| WRITTEN EXERCISE |
Return the whole listing, keeping every character the same.

____ INPUT FOR THIS TASK

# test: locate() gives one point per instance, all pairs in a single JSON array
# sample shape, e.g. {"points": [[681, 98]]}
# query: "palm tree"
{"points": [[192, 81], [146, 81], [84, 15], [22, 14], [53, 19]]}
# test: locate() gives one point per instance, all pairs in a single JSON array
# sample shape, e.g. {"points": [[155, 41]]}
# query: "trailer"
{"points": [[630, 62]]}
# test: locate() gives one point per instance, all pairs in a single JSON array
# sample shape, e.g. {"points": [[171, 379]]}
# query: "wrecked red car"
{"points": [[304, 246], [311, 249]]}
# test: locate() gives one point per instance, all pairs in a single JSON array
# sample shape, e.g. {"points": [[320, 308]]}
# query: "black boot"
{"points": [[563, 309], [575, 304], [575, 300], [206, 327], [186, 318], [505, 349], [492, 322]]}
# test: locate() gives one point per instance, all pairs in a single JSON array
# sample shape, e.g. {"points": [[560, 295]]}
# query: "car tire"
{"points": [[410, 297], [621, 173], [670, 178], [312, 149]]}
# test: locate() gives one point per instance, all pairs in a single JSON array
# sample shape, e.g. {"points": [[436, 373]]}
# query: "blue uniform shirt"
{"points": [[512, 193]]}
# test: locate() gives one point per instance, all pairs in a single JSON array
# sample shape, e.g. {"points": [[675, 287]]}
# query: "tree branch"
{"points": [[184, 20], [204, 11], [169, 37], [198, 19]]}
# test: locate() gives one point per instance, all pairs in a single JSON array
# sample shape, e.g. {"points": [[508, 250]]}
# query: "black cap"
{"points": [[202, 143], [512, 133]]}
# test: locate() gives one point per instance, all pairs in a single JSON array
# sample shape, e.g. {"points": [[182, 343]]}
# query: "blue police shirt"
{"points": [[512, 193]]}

________

| SOLVED EXERCISE |
# test: locate() gives one point per instance, all pairs in a single JSON array
# sample shape, e.g. {"points": [[681, 98]]}
# query: "palm tree"
{"points": [[192, 81], [146, 81], [84, 15], [22, 14], [53, 19]]}
# test: locate() gives one point per instance, all pairs in a single JSON array
# sample shape, e.g. {"points": [[155, 41]]}
# query: "trailer"
{"points": [[630, 62]]}
# test: locate() gives one point per instance, all pairs in a single JSON array
# sample shape, e.g. {"points": [[171, 379]]}
# query: "wrecked red car"
{"points": [[304, 246], [311, 249]]}
# test: locate() gives one point per instance, all pairs in a single JSON array
# sample shape, e.g. {"points": [[320, 308]]}
# query: "black boot"
{"points": [[563, 309], [575, 304], [575, 300], [206, 327], [186, 318], [505, 349], [492, 322]]}
# test: locate() gives one point per instance, all pairs in a single JSON array
# sample shape, e.g. {"points": [[560, 295]]}
# query: "car tire"
{"points": [[410, 297], [621, 173], [670, 178], [312, 149]]}
# test: locate() gives one point per instance, all pairs in a single JSON array
# sample shape, e.g. {"points": [[436, 373]]}
# query: "blue uniform shirt"
{"points": [[512, 193]]}
# test: locate() gives one point per instance, all pairs in a single JSON array
# sample shape, e.g. {"points": [[675, 287]]}
# query: "tree branch"
{"points": [[184, 20], [204, 11], [169, 37], [198, 19]]}
# test: locate() gives one point per instance, all pairs in a single JSON array
# sample shape, e.g. {"points": [[508, 250]]}
# query: "black cap"
{"points": [[202, 143], [512, 133]]}
# test: locate() gives one point per instance, all pairs in a single JSON array
# sample shape, e.g. {"points": [[182, 343]]}
# query: "blue police shirt"
{"points": [[512, 193]]}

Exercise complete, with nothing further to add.